- Exercise materials:
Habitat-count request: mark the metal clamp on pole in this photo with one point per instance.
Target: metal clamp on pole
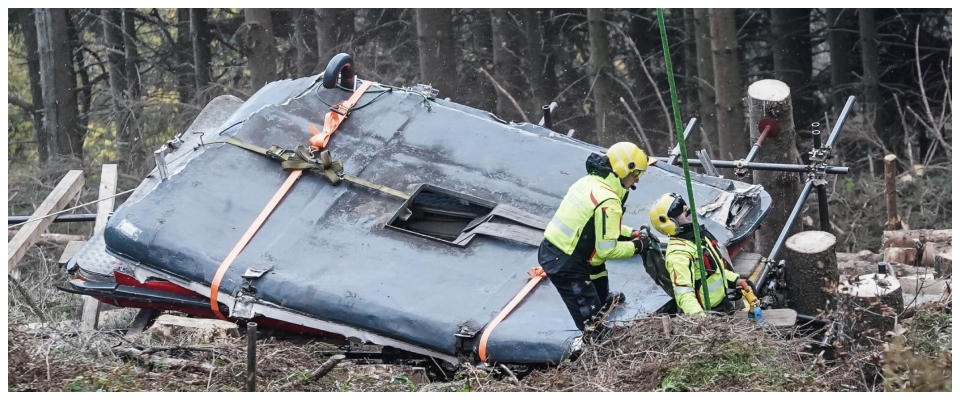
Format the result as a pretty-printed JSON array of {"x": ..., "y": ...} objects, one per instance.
[{"x": 158, "y": 157}]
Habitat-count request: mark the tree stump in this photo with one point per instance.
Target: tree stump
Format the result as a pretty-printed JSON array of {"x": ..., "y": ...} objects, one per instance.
[
  {"x": 943, "y": 264},
  {"x": 770, "y": 99},
  {"x": 811, "y": 271},
  {"x": 870, "y": 304}
]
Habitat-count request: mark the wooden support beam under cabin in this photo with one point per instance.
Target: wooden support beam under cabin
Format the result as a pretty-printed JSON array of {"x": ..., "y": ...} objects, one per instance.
[{"x": 67, "y": 189}]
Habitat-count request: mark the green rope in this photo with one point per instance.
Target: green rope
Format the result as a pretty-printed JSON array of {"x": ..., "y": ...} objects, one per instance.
[{"x": 683, "y": 156}]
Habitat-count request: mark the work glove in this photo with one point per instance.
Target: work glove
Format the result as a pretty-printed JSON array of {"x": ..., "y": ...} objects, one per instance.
[
  {"x": 639, "y": 245},
  {"x": 736, "y": 285}
]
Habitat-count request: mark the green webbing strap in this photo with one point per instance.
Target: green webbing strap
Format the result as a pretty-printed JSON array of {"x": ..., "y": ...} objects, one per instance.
[
  {"x": 301, "y": 158},
  {"x": 683, "y": 155}
]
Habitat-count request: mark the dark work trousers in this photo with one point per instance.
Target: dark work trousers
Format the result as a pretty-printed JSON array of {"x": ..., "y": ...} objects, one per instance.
[
  {"x": 571, "y": 277},
  {"x": 602, "y": 283}
]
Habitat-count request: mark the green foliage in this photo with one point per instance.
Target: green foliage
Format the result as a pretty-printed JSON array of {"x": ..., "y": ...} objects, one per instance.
[{"x": 733, "y": 363}]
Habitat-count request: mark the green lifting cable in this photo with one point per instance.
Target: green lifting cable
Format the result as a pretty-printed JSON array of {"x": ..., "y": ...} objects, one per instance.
[{"x": 683, "y": 156}]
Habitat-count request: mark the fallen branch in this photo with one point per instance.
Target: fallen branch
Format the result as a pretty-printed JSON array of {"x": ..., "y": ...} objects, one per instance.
[
  {"x": 157, "y": 361},
  {"x": 316, "y": 374}
]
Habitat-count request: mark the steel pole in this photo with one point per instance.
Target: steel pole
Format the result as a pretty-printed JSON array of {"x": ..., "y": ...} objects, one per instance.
[
  {"x": 675, "y": 154},
  {"x": 251, "y": 356},
  {"x": 770, "y": 166},
  {"x": 840, "y": 121},
  {"x": 762, "y": 279},
  {"x": 17, "y": 219}
]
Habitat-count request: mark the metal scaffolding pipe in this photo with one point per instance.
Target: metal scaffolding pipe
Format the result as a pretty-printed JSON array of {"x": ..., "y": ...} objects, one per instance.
[
  {"x": 840, "y": 121},
  {"x": 771, "y": 166},
  {"x": 762, "y": 279},
  {"x": 17, "y": 219}
]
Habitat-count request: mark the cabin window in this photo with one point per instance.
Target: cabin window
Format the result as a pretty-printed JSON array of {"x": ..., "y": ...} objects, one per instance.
[{"x": 440, "y": 214}]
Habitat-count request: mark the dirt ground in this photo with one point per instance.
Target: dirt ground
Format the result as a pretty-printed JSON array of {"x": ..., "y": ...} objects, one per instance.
[{"x": 684, "y": 353}]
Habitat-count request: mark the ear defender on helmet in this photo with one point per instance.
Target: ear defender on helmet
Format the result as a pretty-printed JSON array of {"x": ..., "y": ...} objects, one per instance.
[
  {"x": 626, "y": 158},
  {"x": 664, "y": 211}
]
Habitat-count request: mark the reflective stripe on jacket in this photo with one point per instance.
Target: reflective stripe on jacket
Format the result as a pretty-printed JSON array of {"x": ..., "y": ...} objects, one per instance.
[
  {"x": 685, "y": 274},
  {"x": 595, "y": 201}
]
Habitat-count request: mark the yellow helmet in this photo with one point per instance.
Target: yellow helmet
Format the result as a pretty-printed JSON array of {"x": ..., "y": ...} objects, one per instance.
[
  {"x": 664, "y": 212},
  {"x": 626, "y": 158}
]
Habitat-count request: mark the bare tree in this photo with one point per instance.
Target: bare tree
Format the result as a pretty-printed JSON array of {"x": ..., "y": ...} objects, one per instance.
[
  {"x": 29, "y": 27},
  {"x": 262, "y": 59},
  {"x": 705, "y": 80},
  {"x": 61, "y": 119},
  {"x": 734, "y": 140},
  {"x": 201, "y": 37},
  {"x": 437, "y": 58},
  {"x": 611, "y": 127}
]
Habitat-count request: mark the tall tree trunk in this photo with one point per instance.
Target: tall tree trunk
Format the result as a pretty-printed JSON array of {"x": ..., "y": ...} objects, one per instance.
[
  {"x": 29, "y": 26},
  {"x": 437, "y": 58},
  {"x": 689, "y": 65},
  {"x": 263, "y": 52},
  {"x": 705, "y": 81},
  {"x": 61, "y": 119},
  {"x": 132, "y": 54},
  {"x": 305, "y": 40},
  {"x": 326, "y": 22},
  {"x": 871, "y": 65},
  {"x": 478, "y": 53},
  {"x": 792, "y": 59},
  {"x": 841, "y": 40},
  {"x": 201, "y": 36},
  {"x": 534, "y": 60},
  {"x": 184, "y": 54},
  {"x": 610, "y": 125},
  {"x": 734, "y": 138},
  {"x": 507, "y": 67},
  {"x": 548, "y": 70}
]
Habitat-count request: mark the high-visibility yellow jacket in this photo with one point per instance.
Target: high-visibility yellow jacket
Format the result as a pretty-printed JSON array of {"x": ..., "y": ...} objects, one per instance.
[
  {"x": 685, "y": 274},
  {"x": 588, "y": 223}
]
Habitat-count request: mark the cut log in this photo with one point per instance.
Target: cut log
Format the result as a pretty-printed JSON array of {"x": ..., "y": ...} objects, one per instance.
[
  {"x": 943, "y": 264},
  {"x": 863, "y": 255},
  {"x": 770, "y": 105},
  {"x": 870, "y": 304},
  {"x": 890, "y": 192},
  {"x": 929, "y": 252},
  {"x": 774, "y": 317},
  {"x": 902, "y": 255},
  {"x": 811, "y": 271},
  {"x": 67, "y": 189},
  {"x": 911, "y": 237}
]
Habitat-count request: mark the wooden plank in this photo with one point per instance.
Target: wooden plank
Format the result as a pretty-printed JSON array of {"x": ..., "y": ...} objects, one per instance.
[
  {"x": 90, "y": 317},
  {"x": 108, "y": 187},
  {"x": 141, "y": 321},
  {"x": 91, "y": 314},
  {"x": 67, "y": 189},
  {"x": 70, "y": 250}
]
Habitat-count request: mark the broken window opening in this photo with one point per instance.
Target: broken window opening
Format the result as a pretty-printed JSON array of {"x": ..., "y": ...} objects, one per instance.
[{"x": 441, "y": 214}]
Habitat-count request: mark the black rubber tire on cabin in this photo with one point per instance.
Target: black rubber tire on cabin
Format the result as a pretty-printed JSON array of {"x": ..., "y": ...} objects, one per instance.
[{"x": 340, "y": 66}]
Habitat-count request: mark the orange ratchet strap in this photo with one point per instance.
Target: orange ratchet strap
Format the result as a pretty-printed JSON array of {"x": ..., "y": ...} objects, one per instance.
[
  {"x": 536, "y": 275},
  {"x": 254, "y": 227},
  {"x": 335, "y": 117}
]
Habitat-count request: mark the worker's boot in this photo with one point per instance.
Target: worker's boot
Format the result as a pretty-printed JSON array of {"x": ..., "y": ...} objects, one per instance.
[{"x": 614, "y": 298}]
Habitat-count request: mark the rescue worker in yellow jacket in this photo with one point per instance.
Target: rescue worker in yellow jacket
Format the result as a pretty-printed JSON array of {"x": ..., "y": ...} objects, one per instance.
[
  {"x": 586, "y": 230},
  {"x": 671, "y": 216}
]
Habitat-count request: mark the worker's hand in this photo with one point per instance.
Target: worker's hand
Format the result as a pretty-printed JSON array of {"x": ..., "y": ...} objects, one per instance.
[
  {"x": 638, "y": 245},
  {"x": 749, "y": 283}
]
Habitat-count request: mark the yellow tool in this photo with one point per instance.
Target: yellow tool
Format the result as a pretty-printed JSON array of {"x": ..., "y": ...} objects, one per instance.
[{"x": 753, "y": 303}]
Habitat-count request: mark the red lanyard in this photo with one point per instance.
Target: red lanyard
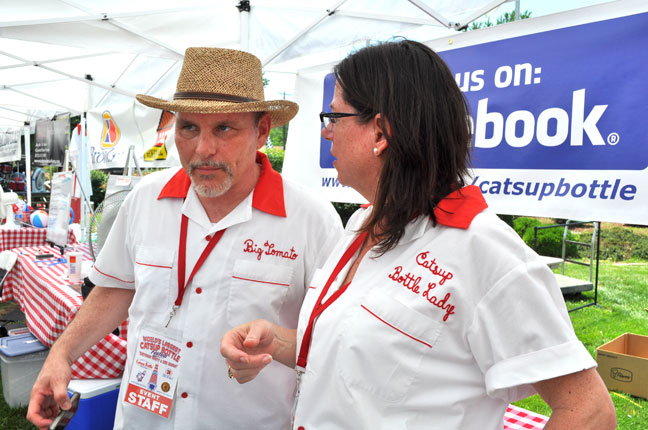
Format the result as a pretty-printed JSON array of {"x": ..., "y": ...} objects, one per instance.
[
  {"x": 182, "y": 261},
  {"x": 319, "y": 306}
]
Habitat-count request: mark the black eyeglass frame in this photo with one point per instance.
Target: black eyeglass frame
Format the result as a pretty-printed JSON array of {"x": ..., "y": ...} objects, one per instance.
[{"x": 332, "y": 116}]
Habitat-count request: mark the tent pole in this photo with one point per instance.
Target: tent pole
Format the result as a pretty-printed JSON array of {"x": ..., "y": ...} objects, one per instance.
[
  {"x": 244, "y": 14},
  {"x": 28, "y": 162}
]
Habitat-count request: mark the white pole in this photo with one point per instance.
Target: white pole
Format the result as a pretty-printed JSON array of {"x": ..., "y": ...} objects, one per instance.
[
  {"x": 83, "y": 180},
  {"x": 244, "y": 22},
  {"x": 28, "y": 163}
]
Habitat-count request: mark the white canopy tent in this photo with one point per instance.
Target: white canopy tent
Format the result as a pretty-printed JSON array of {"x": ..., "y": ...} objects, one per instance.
[
  {"x": 71, "y": 56},
  {"x": 59, "y": 56}
]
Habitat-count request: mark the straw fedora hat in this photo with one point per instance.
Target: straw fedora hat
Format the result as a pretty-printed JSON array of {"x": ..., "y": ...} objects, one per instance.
[{"x": 217, "y": 80}]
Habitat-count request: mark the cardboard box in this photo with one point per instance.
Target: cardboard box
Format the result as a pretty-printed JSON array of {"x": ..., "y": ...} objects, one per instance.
[
  {"x": 22, "y": 357},
  {"x": 623, "y": 364},
  {"x": 97, "y": 403}
]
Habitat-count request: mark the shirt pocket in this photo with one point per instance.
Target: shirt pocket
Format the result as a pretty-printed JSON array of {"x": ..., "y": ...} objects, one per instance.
[
  {"x": 382, "y": 346},
  {"x": 154, "y": 280},
  {"x": 257, "y": 290}
]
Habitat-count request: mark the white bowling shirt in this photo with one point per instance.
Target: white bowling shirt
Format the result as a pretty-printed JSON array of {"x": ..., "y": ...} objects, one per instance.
[
  {"x": 275, "y": 239},
  {"x": 441, "y": 332}
]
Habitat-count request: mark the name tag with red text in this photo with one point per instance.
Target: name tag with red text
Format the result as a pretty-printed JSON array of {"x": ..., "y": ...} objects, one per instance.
[{"x": 154, "y": 373}]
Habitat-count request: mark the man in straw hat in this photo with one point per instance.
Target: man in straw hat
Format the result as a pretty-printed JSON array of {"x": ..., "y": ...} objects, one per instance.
[{"x": 242, "y": 242}]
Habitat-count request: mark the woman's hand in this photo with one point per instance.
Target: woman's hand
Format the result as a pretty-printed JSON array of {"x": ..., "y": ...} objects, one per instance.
[{"x": 250, "y": 347}]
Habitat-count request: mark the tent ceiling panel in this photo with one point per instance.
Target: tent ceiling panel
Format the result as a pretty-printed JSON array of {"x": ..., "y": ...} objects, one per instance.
[{"x": 137, "y": 46}]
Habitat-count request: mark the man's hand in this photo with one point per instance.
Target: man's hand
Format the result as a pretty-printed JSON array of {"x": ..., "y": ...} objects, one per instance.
[
  {"x": 250, "y": 347},
  {"x": 49, "y": 392}
]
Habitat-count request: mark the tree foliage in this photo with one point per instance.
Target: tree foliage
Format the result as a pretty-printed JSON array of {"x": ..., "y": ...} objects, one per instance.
[{"x": 507, "y": 17}]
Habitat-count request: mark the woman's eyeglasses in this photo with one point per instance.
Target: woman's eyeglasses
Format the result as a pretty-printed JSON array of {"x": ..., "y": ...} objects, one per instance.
[{"x": 328, "y": 118}]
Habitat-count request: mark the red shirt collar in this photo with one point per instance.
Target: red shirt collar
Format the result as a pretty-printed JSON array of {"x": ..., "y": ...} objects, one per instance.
[
  {"x": 459, "y": 207},
  {"x": 268, "y": 192}
]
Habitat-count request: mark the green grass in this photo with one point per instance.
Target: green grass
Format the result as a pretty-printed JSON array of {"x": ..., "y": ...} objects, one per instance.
[
  {"x": 623, "y": 299},
  {"x": 13, "y": 418}
]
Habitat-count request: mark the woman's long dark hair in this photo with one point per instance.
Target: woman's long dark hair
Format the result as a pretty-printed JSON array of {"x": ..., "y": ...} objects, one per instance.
[{"x": 428, "y": 149}]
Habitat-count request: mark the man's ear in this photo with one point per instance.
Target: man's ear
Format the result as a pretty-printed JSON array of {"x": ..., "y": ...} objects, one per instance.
[
  {"x": 381, "y": 132},
  {"x": 263, "y": 130}
]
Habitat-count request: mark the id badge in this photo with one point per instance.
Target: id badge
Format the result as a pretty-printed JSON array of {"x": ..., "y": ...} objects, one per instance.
[{"x": 154, "y": 373}]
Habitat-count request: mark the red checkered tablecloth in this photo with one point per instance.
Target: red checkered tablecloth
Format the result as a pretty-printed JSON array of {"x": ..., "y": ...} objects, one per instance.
[
  {"x": 41, "y": 289},
  {"x": 27, "y": 236},
  {"x": 518, "y": 418}
]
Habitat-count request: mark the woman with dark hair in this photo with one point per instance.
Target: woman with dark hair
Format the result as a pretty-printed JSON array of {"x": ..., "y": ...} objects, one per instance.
[{"x": 431, "y": 313}]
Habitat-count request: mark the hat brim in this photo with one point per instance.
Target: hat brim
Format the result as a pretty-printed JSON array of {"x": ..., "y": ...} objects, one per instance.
[{"x": 281, "y": 111}]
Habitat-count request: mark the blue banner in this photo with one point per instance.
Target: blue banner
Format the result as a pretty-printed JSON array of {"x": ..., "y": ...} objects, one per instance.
[{"x": 572, "y": 98}]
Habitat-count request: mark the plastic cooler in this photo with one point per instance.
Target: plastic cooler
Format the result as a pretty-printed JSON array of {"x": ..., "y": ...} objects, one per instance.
[
  {"x": 22, "y": 357},
  {"x": 97, "y": 403}
]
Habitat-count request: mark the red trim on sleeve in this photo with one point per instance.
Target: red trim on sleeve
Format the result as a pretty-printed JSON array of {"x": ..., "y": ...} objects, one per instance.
[
  {"x": 113, "y": 277},
  {"x": 459, "y": 208},
  {"x": 268, "y": 193}
]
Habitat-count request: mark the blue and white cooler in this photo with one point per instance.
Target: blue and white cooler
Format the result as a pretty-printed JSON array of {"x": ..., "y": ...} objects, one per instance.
[
  {"x": 97, "y": 403},
  {"x": 22, "y": 357}
]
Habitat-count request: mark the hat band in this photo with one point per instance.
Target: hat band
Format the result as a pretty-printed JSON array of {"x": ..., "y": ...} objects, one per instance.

- Task statement: Reproduce each line of the material containing the word "rescue".

- Task result:
Habitat-count request: mark the rescue worker in yellow jacket in this photo with one point per instance.
Target: rescue worker in yellow jacket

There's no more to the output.